→ **EXCERPTED PASSAGE**:
────────────────────

We are all vulnerable to black and white thinking during times of emotional distress: “He NEVER appreciates the sacrifices I make!” or “She ALWAYS chooses work over time with me!”
Children and young adults with Aspergers are no different—except they may be more vulnerable to polarized thinking. These emotional regulation difficulties stem from differences deep within their brains, along with other extraordinary gifts such as strong attention skills or heightened visual and auditory detail.
The cost of this gift may appear as limitations in the ability to see the big picture and the social nuance (or gray areas) of a situation. This means that many Aspies are susceptible to assessing daily bumps on the road of life as fixed, rather than flexible.
Those with Asperger’s face challenges that would undermine anyone’s ability to remain emotionally regulated and adaptively problem solve in the face of a rough situation:
- the capacity to think outside of the box
- relate to the mental states and intentions of others around them (affective Theory of Mind)
- effectively verbalize his or her own emotional experiences
Additionally, because this child or young adult has historical challenges in emoting and verbally expressing their own emotional experience, their parent or caregiver’s ability to help in co-regulating them from infancy and toddlerhood onward may also have been impaired.

────────────────────

→ **DATASET EXCERPTS**:

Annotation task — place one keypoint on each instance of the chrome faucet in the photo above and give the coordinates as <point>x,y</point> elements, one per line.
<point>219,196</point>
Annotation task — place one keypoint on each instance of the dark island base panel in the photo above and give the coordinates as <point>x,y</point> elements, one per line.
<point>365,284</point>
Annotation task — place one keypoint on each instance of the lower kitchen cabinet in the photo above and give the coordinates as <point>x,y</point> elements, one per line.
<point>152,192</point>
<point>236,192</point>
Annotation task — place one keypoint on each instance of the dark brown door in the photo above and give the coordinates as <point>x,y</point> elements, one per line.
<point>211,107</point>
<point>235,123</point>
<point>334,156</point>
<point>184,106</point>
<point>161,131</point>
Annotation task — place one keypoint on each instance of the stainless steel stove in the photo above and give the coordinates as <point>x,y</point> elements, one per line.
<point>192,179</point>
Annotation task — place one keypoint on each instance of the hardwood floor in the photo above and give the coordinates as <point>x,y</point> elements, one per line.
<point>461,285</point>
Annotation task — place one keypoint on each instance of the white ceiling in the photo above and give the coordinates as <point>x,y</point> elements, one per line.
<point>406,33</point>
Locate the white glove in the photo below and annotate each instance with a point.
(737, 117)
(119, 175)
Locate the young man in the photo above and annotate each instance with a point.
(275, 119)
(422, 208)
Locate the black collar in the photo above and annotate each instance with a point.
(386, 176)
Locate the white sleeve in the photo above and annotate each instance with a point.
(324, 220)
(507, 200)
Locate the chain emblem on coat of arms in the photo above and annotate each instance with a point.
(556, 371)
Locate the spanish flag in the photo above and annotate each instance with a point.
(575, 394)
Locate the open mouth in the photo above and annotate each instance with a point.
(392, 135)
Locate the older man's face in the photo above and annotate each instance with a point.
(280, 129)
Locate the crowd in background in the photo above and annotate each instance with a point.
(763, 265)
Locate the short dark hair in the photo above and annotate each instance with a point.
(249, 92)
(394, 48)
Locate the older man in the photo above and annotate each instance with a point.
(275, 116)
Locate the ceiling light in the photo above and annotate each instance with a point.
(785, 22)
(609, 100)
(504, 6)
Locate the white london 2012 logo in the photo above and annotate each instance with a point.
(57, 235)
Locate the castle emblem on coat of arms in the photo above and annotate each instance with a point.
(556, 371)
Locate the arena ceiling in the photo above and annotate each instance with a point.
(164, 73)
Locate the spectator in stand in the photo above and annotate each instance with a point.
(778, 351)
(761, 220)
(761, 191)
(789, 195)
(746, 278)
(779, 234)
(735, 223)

────────────────────

→ **DIRECTIONS**:
In the passage about Asperger's and black-and-white thinking, where do the emotional regulation difficulties stem from? The records were drawn from a separate source.

→ **EXERCISE SOLUTION**:
They stem from differences deep within their brains.